Do quadro normativo enunciado se infere que para haver posse é preciso que haja por parte do detentor a intenção (animus) de exercer como seu titular um direito real, e não um mero poder de facto sobre ela, sendo interdependentes o corpus e o animus enquanto elementos que a consubstanciam.
A essa conclusão se aporta face ao disposto no artigo 1251.º do Código Civil e também na distinção clara vertida no artigo 1253.º do Código Civil.
Não podem, pois, ser deduzidos embargos de terceiro no caso de o terceiro, em relação à coisa afetada pela diligência judicial, apenas ser mero possuidor precário ou detentor.
Os embargos são processados por apenso à causa em que haja sido ordenado o ato ofensivo do direito do embargante (cfr. artigo 344.º, n.º 1, do Código de Processo Civil).
*
Revertendo agora à pretensão deduzida pela embargante nos presentes autos, diremos que a mesma logrou provar a sua qualidade de terceiro, posto que, analisado o processo executivo de que este é um apenso, logo se conclui que não tem nele qualquer intervenção.
Acresce que, atentas as breves considerações acabadas de aduzir quanto ao conceito de posse (efetiva ou jurídica), difícil não é reconhecer que a embargante no articulado inicial dos presentes embargos alegou factualidade suficiente e pertinente suscetível de, a provar-se com base num juízo de probabilidade ou de mera verosimilhança, justificar a conclusão de que, em relação à fração que identifica, dispunha do respetivo corpus, ou seja, exerce realmente um poder de facto sobre a mesma.
E estará também indiciado existir animus da sua parte ?
É certo que no tocante à dificuldade da demonstração da posse em nome próprio, o legislador esteve ciente da sua existência, e por isso consagrou uma presunção de posse por parte daquele que exerce o poder de facto. Ou seja, existindo o corpus, e em caso de dúvida, o seu exercício daquele faz presumir a existência do animus, com base no disposto no artigo 1252.º, n.º 2, do Código Civil.
Sucede que a embargante deixou por demonstrar em juízo quaisquer poderes de facto demonstrativos desse animo dominu, claramente de conteúdo positivo.
Desde logo, porque o poder de facto que a embargante alega exercer sobre o imóvel não o é em nome próprio, mas antes em nome dos verdadeiros proprietários da fração, que bem conhecia quando para ali foi viver. A embargante sabe que vive, aí tendo instalada a sua casa de morada de família, num imóvel que não era nem é seu, pois pertencia às pessoas que logo identificou na petição inicial, e tinha mesmo que suspeitar que aqueles desconheciam por completo a sua permanência no imóvel, já que as respetivas chaves foram-lhe entregues por terceiro.
Acresce não poder deixar de se estranhar que, a existir qualquer promessa de venda do imóvel, a embargante nada tivesse feito tendo em vista definir e formalizar em definitivo a sua posição relativamente à propriedade da fração. Depois, tal promessa, a ter existido, como já se disse, não lhe foi sequer feita por qualquer proprietário da fração, mas antes por um terceiro, como a embargante não deixou de referir. Por outro lado, também se nos afigura altamente questionável que os proprietários registados do imóvel se tivessem desinteressado por completo e se tivessem alheado do seu direito de propriedade, abrindo mão dele em favor da embargante sem uma contrapartida efetiva, materializável e comprovada por documento. Aliás, tanto assim não sucedeu que foram realizados diversos atos de registo relativos ao imóvel dos autos, agora registado em nome dos embargados.

▸ Enunciado 1
Segundo o excerto sobre embargos de terceiro, em que disposição legal se consagra a presunção de posse a favor de quem exerce o poder de facto?
▸ Enunciado 2
Transcreva do excerto sobre embargos de terceiro o trecho entre "A essa conclusão" e "de Processo Civil).", inclusive.
▸ Enunciado 3
Dê continuidade ao texto sobre embargos de terceiro e posse a partir do ponto em que termina.
Os dados apresentados a seguir não têm qualquer relação com o excerto.

▸ Dados
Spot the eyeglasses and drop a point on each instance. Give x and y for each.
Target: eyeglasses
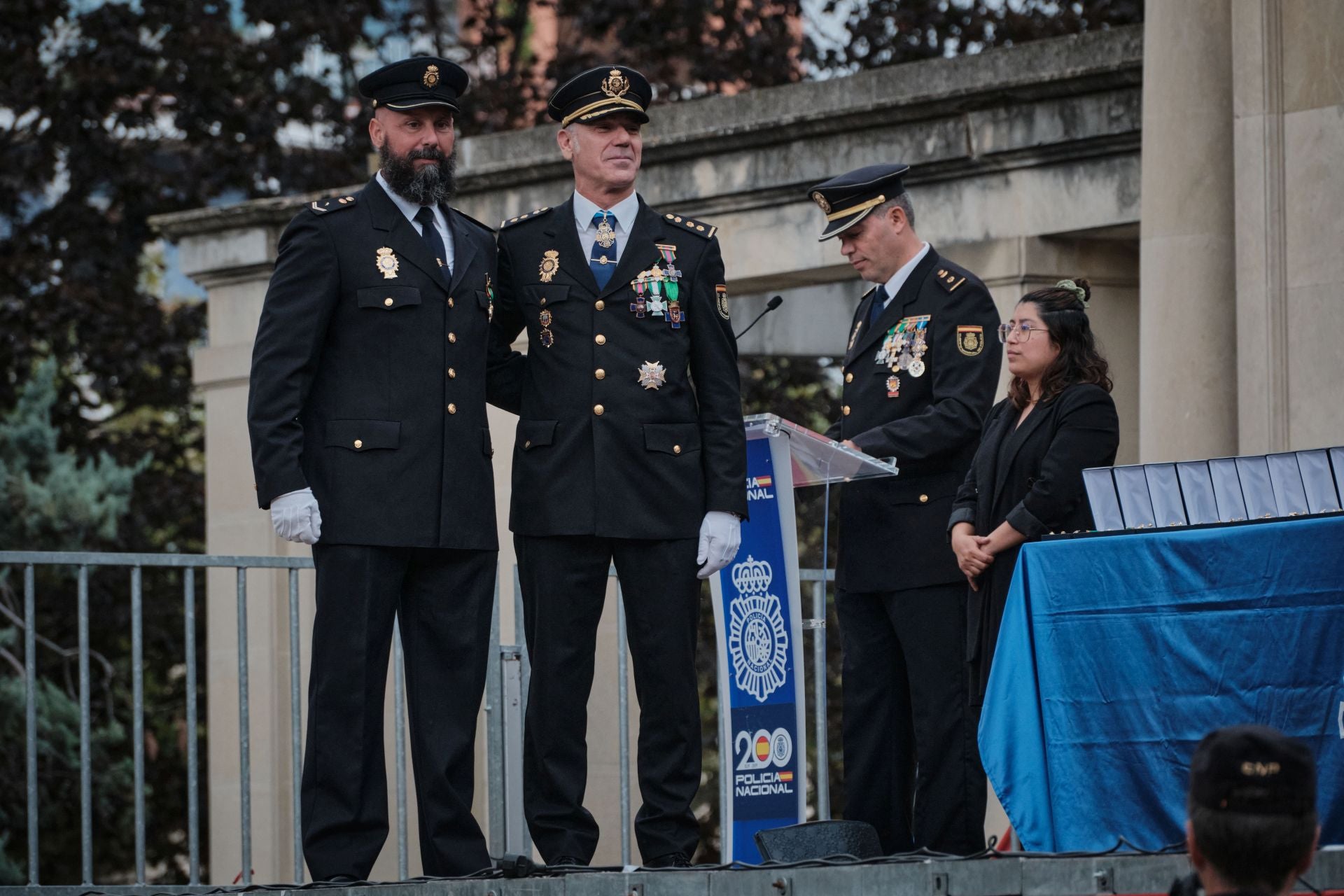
(1023, 331)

▸ Resposta esperada 1
No artigo 1252.º, n.º 2, do Código Civil.

▸ Resposta esperada 2
A essa conclusão se aporta face ao disposto no artigo 1251.º do Código Civil e também na distinção clara vertida no artigo 1253.º do Código Civil.
Não podem, pois, ser deduzidos embargos de terceiro no caso de o terceiro, em relação à coisa afetada pela diligência judicial, apenas ser mero possuidor precário ou detentor.
Os embargos são processados por apenso à causa em que haja sido ordenado o ato ofensivo do direito do embargante (cfr. artigo 344.º, n.º 1, do Código de Processo Civil).

▸ Resposta esperada 3
Finalmente, uma eventual inércia ou negligência da embargante em acautelar o invocado direito de aquisição prometido sobre o imóvel, não poderia de forma alguma sobrepor-se in casu à certeza e confiança do registo de propriedade do imóvel.
Por isso, a embargante deve ser considerada como mera detentora ou possuidora precária. Por outras palavras, o quadro circunstancial apurado leva a concluir que não ocorreu qualquer transmissão da posse de (…) para a embargante, e, por conseguinte, não se provou uma posse real/efetiva da embargante, que se consubstancia no mero exercício de poderes de facto sobre a fração.
A embargante não pode, por isso, lançar mão dos meios possessórios.
E o facto de a embargante residir no imóvel há já vários anos poderá implicar que as diligências executivas possam vir a violar um eventual direito seu de uso e habitação do imóvel ?
A este respeito preceitua o artigo 1484.º do Código Civil que:
1. O direito de uso consiste na faculdade de se servir de certa coisa alheia e haver os respetivos frutos, na medida das necessidades, quer do titular, quer da sua família.
2. Quando este direito se refere a casas de morada, chama-se direito de habitação.
O direito de uso e habitação constitui um direito real de gozo.
Conforme resulta dos termos conjugados dos artigos 1485.º, 1440.º e 1293.º, alínea b), todos do Código Civil, o direito de uso e habitação pode adquirir-se por contrato, testamento ou disposição legal, mas não por usucapião.
Ora, nada nos autos permite concluir por uma probabilidade séria da existência do direito de uso e habitação da embargante sobre a fração onde reside, isto é, que a mesma tenha adquirido o direito de uso e habitação sobre o referido imóvel por contrato (que, naturalmente, teria de ter sido celebrado com os proprietários da fração e não por terceiro), testamento ou disposição legal. E, como já se referiu, o direito de uso e habitação não pode constituir-se por usucapião.
Pelas razões que se deixaram expostas teremos de concluir pela carência total de fundamento para a dedução dos presentes embargos de terceiro.
Assim, vão os embargos de terceiro deduzidos liminarmente indeferidos, nada obstando ao prosseguimento da execução.
Custas pela embargante (cfr. artigo 527.º, n.º 2, do Código de Processo Civil), sem prejuízo do apoio judiciário de que beneficie.
Valor: o indicado na petição de embargos.
Registe e notifique.»
I.2.
A recorrente formula alegações que culminam com as seguintes conclusões:
«1ª
Em primeiro lugar, verifica-se que os embargos foram deduzidos contra duas pessoas coletivas e contra uma pessoa singular, não sendo essa a informação constante da decisão recorrida, pelo que a mesma afigura-se ilegal e deve ser revogada.
2ª
Os Embargos visam salvaguardar a posse, nada têm a ver com o direito de propriedade. No
presente processo, no dia 24 de Março de 2025, a Embargante que sempre teve a posse da casa de morada de família, o presente processo nada tem a ver com os processos judiciais anteriores.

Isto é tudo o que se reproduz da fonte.